• _WHAT YOU WILL DO_: In the copy, keep every word of the data below and none of its pictures.

Saved entries:
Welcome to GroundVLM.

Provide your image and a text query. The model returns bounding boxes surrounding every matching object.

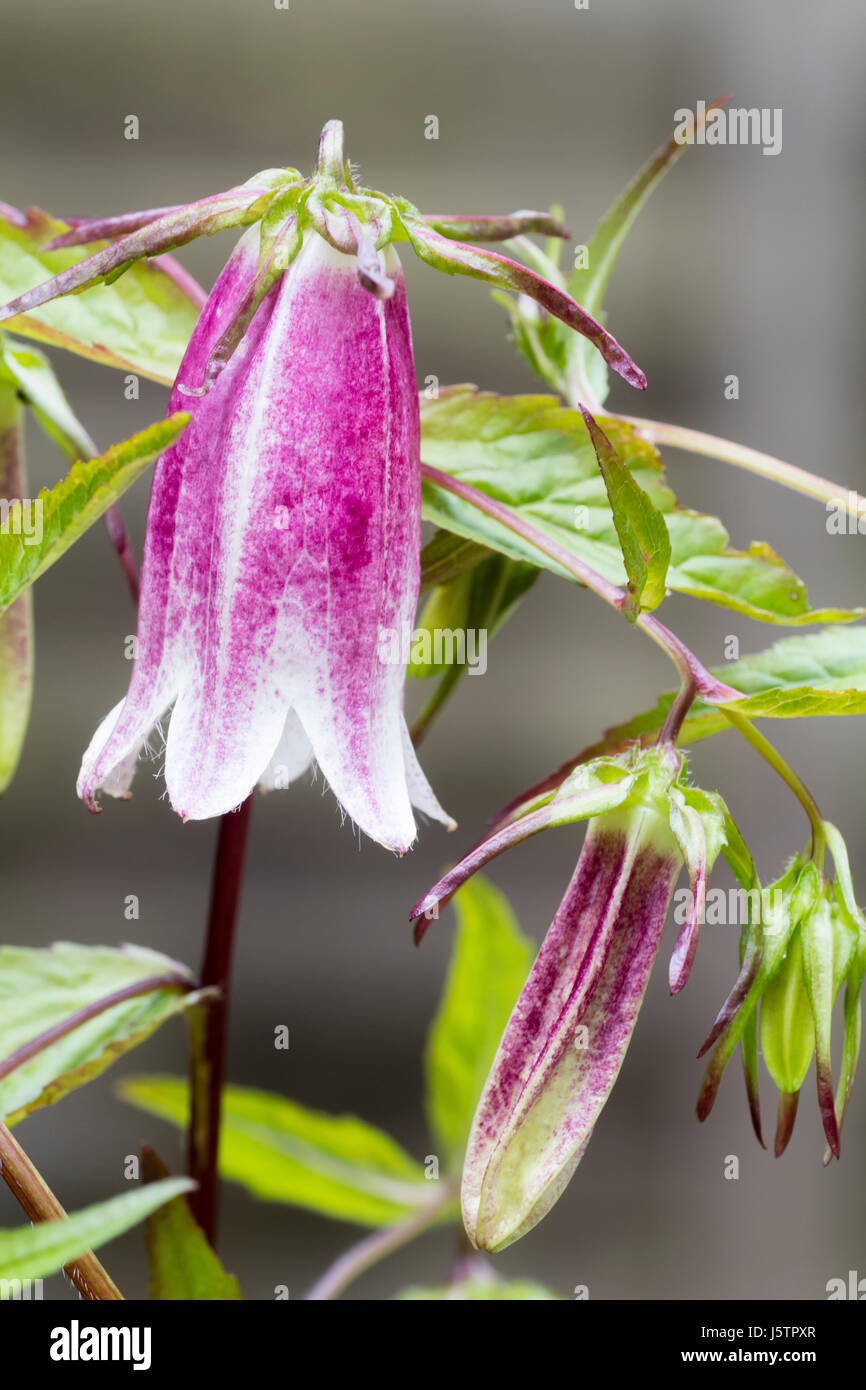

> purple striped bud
[412,745,732,1249]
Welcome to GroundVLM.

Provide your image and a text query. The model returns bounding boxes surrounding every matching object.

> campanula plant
[0,106,864,1303]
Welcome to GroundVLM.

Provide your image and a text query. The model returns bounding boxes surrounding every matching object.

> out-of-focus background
[1,0,864,1300]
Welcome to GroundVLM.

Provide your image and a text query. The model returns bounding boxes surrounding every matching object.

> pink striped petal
[79,228,449,850]
[462,808,681,1251]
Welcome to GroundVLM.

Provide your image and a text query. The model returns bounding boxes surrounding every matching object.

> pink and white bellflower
[0,122,646,851]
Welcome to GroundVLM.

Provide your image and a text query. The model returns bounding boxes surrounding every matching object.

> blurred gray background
[1,0,865,1300]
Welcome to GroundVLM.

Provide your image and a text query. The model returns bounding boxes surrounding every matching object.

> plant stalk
[722,709,826,868]
[615,414,866,519]
[305,1191,456,1301]
[187,795,254,1245]
[0,1123,123,1300]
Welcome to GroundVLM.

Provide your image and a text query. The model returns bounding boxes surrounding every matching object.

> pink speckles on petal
[77,230,450,849]
[462,810,681,1251]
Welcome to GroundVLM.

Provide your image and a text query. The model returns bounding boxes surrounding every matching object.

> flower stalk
[187,795,253,1245]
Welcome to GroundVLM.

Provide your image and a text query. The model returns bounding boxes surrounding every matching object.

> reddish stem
[187,796,254,1244]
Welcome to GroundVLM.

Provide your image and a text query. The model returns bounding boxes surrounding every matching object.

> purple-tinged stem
[658,675,698,746]
[103,504,139,602]
[420,461,738,703]
[305,1190,456,1301]
[0,974,193,1084]
[0,1123,123,1299]
[187,795,254,1245]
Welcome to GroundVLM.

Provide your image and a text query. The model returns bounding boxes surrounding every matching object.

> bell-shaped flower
[411,745,732,1250]
[698,823,866,1160]
[0,122,646,851]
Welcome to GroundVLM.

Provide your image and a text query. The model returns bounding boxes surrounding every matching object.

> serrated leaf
[396,1277,561,1300]
[600,625,866,751]
[0,943,206,1124]
[0,204,201,385]
[0,1178,193,1285]
[0,380,31,791]
[424,877,534,1173]
[581,406,670,616]
[120,1077,438,1229]
[420,388,859,625]
[0,412,189,613]
[142,1147,241,1300]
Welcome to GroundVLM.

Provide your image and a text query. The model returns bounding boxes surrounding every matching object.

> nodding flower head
[412,744,733,1250]
[0,122,647,852]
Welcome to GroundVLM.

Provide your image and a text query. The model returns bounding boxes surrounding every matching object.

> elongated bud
[441,744,731,1251]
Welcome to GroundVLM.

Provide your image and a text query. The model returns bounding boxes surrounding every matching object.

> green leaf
[581,406,670,616]
[396,1277,561,1300]
[0,1179,193,1286]
[419,529,491,590]
[0,333,95,460]
[566,108,719,406]
[0,205,201,385]
[601,625,866,750]
[0,379,31,792]
[410,554,538,743]
[142,1147,241,1300]
[0,943,207,1124]
[424,876,534,1173]
[0,412,189,613]
[420,387,859,626]
[120,1077,438,1228]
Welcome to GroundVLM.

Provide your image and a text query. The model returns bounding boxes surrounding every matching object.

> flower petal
[77,229,263,810]
[462,808,681,1251]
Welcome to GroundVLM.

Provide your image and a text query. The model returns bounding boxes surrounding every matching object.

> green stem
[615,414,866,518]
[722,709,826,868]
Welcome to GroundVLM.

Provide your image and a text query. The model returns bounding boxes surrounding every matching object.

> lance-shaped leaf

• _COMPLETED EXERCISE_:
Welcome to GroundVLM.

Provide your image and a text query. The model returns bounding boxes surrounding every matching object.


> purple striped bud
[412,745,732,1249]
Welcome to GroundVLM.

Provide your image and a text query. The model returns bounding boxes surrounding every matching object.

> campanula plant
[0,106,864,1303]
Welcome to GroundVLM.

Provide your image and a text query. The model returns bounding boxes surrounding every matching object.

> out-of-focus background
[1,0,864,1300]
Welcome to GroundVLM.

Provide your image and a text query. The model returns bounding boxes surrounding every matching object.

> pink striped petal
[79,228,449,850]
[462,808,681,1251]
Welcome to GroundVLM.

Provide your image and a text query. The model returns bounding boxes surrounding every matching object.

> pink and white bellflower
[0,122,646,851]
Welcome to GroundVLM.

Provide your image and a text query. The model returns bounding boxes surrounding every matching object.

> blurred gray background
[1,0,865,1300]
Welcome to GroundVLM.

Provide your image and a text query. The model returns bounding boxes surrounding every matching object.

> plant stalk
[722,709,826,868]
[615,414,866,519]
[305,1191,456,1301]
[187,795,254,1245]
[0,1123,123,1300]
Welcome to GroundVLM.

Provide your image and a text query. The model returns bounding boxes surrounding every matching object.

> pink speckles on petal
[77,230,450,849]
[462,810,681,1251]
Welcome to GroundVLM.

Provide your image and a text query. The model returns bounding boxes surrounding every matching object.

> flower stalk
[187,795,253,1245]
Welcome to GroundVLM.

Provide your image and a text query. The model returns bounding boxes surrounding every matching object.

> reddish stem
[187,796,254,1244]
Welcome to GroundVLM.

Provide your image and a text query. The model returns bounding boxes surrounding every matching object.

> purple-tinged stem
[658,675,698,746]
[103,504,139,602]
[420,461,738,703]
[305,1190,456,1301]
[0,974,193,1084]
[0,1123,123,1299]
[187,795,254,1245]
Welcome to GroundVLM.

Provide your image and a text query. The model returns bounding boxes surrounding every matching object.

> bell-shaped flower
[411,745,732,1250]
[698,823,866,1160]
[0,122,646,851]
Welcome to GroundVLM.

Provide your image and a text query. The model returns bounding boxes surrounding every matching object.

> serrated leaf
[396,1277,561,1300]
[600,625,866,751]
[0,943,206,1124]
[0,204,201,385]
[0,1178,193,1285]
[0,380,31,791]
[424,877,534,1173]
[581,406,670,616]
[120,1077,438,1229]
[420,388,859,625]
[0,412,189,613]
[142,1147,241,1300]
Welcome to GroundVLM.

Provide your image and a text query. The model returns bounding boxes surrounding every matching object.

> nodding flower head
[412,744,733,1250]
[0,122,647,852]
Welcome to GroundVLM.

Provide your image and a text query. The model returns bounding boxes surrounding every matching object.

> elongated bud
[441,744,731,1251]
Welcome to GroundVLM.

Provide your image and a text query. The model returns bounding boxes surrounding every matching object.

> green leaf
[581,406,670,616]
[396,1277,561,1300]
[0,1179,193,1286]
[419,529,491,590]
[0,333,95,460]
[566,108,719,406]
[0,205,201,385]
[601,625,866,750]
[0,379,31,792]
[410,554,538,743]
[142,1147,241,1300]
[0,943,207,1124]
[424,876,534,1173]
[0,412,189,613]
[420,387,859,626]
[120,1077,438,1228]
Welcome to GroundVLM.

Provide your image and a text query. The model returns bounding boxes surrounding every matching object.

> flower petal
[77,229,263,810]
[462,808,681,1251]
Welcome to GroundVLM.

Provide your image and a text query. The model returns bounding boxes surrounding every matching object.

> green stem
[615,414,866,518]
[722,709,826,868]
Welcome to GroundVLM.

Provide your image and a text query. The model returns bounding boxes surrounding every matching object.

> lance-shaped leaf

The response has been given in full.